Stored data entries:
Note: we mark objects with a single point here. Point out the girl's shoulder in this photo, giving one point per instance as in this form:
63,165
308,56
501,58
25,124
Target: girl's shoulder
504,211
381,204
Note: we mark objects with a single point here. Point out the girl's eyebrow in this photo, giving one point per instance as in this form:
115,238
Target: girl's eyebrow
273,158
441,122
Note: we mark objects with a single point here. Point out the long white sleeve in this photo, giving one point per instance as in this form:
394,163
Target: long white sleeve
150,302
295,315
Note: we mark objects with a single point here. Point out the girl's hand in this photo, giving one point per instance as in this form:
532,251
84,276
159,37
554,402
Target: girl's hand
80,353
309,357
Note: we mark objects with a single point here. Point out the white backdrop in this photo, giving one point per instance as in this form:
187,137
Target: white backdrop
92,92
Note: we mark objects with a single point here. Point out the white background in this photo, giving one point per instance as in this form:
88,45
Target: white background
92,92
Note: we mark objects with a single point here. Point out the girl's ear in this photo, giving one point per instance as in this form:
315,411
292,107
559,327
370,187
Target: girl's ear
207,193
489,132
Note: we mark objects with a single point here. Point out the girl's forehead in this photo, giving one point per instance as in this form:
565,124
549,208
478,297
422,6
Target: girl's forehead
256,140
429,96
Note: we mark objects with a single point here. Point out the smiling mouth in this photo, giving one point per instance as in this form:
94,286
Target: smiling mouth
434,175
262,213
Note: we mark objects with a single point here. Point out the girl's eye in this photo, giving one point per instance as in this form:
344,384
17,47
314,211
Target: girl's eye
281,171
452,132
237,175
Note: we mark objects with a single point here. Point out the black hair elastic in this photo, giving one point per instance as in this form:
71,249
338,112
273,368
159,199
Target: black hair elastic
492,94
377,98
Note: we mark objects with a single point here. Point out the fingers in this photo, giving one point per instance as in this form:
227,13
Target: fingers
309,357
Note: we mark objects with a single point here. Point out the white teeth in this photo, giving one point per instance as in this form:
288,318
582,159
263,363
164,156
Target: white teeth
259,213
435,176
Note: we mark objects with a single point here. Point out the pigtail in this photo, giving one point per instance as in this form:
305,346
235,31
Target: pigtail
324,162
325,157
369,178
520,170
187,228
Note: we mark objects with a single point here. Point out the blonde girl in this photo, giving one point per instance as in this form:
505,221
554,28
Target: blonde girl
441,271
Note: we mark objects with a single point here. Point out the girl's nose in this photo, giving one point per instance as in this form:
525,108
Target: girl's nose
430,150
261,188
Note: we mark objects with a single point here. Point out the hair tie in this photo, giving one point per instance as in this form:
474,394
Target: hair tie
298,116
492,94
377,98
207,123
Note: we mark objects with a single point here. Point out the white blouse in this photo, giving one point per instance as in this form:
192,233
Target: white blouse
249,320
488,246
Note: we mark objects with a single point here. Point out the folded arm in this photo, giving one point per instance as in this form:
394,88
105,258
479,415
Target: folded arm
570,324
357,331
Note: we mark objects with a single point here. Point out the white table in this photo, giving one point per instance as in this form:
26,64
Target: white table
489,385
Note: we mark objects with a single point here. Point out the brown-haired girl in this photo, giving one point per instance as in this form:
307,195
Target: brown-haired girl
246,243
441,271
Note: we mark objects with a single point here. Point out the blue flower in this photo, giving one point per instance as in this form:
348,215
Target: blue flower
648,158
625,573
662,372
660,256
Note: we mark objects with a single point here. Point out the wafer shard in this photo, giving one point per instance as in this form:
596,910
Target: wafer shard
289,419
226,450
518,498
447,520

§ **Exercise directions**: Copy out every record above once more, precisely as written.

§ **Task result**:
Note: we mark objects with a single point here. Point out the girl's shoulder in this photo, giving one point per instance as in this form:
63,165
308,56
501,58
25,124
Target: girl's shoulder
504,211
381,204
Note: we mark objects with a single point here. Point out the girl's eyebrow in this photo, giving one point per instance as in this form:
115,238
Target: girl's eyebrow
273,158
441,122
Note: we mark objects with a single point here. Point out the long white sleeve in this photo, giving one point per instance as in this form:
394,163
Target: long white sleeve
150,302
295,315
Note: we mark objects with a single point here. Point out the girl's hand in this photo, giving one point per instance as in this form:
532,251
84,276
159,37
554,402
Target: girl's hand
80,353
309,357
Note: we mark objects with a single point here. Point out the white backdrop in this photo, giving one point per instance as in this form:
187,137
Target: white backdrop
92,92
Note: we mark objects with a single point here. Point out the white background in this photo, giving one point per instance as in this form:
88,45
Target: white background
92,92
Note: we mark objects with a single point here. Point out the girl's ear in this photo, giving one point per instance as in this form:
315,411
292,107
559,327
370,187
Target: girl's ear
207,193
489,132
Note: we mark objects with a single point here. Point out the girl's forehead in this photo, giving one point per instance as in this form:
565,124
549,208
478,297
422,6
Target: girl's forehead
256,140
429,96
Note: we mark objects with a single point here. Point out the smiling mouth in this photo, giving one point per instance as in this form:
94,286
Target: smiling mouth
434,175
262,213
Note: we mark objects with a single point here. Point out the girl's eye in this photo, giving one point per instance as in this form:
344,384
17,47
314,211
Target: girl's eye
281,171
452,132
237,175
Note: we mark objects with a single point here. Point out the black hair elastic in this photo, giving one point per instance as in this form:
71,249
338,112
273,368
159,199
Target: black hair elastic
492,94
377,98
Note: we mark objects with a single point here. Point out the fingers in this photo, giving one point per instance as in this form:
227,13
Target: fingers
309,357
Note: we mark objects with a single point here. Point out the white teeth in this photo, giving one point per instance as in this form:
288,318
582,159
263,363
164,156
Target: white teeth
259,213
435,176
Note: we mark objects with a single point here. Point out the pigtail in this photo, giving one point per instance as in this form:
305,346
235,31
Target: pigtail
324,162
325,157
369,178
520,170
187,228
Note: we mark objects with a single point here. Point out the blonde girl in this photo, giving one point per instance as in this form:
505,221
554,28
Target: blonde girl
441,271
Note: we mark objects with a single point here. Point out the girl's nose in this photo, giving one point per instance as in this form:
525,108
Target: girl's nose
430,150
261,188
Note: we mark objects with a single point here. Point out the hair tie in this photo, giving one point per instance as in this form:
474,394
Target: hair tie
298,116
492,94
377,98
207,123
Note: we mark objects with a single point here. Point out the white blouse in this photo, giving one point per instance as in this form:
192,233
Target: white blouse
249,320
488,246
Note: we mark objects with a single point here. Point out the folded arm in this photo, giving one point per instance as in this form:
394,88
105,258
479,415
Target: folded arm
570,324
357,331
Note: we mark objects with a single point here. Point out the white table in this photo, giving one point per instance as in this form:
26,64
Target: white table
489,385
Note: we mark objects with a single point here. Point out the brown-haired girl in this photo, giving one point per instance as in this form:
307,195
Target: brown-haired girl
246,243
441,271
Note: we mark objects with a single point here. Point out the blue flower in this photo, giving one point per instance as in this form:
348,215
Target: blue flower
648,158
625,573
662,372
660,256
Note: we mark objects with a single point here. Point out the wafer shard in this photo, giving one point per instance as in this form:
596,910
Target: wafer shard
289,419
226,450
518,498
447,520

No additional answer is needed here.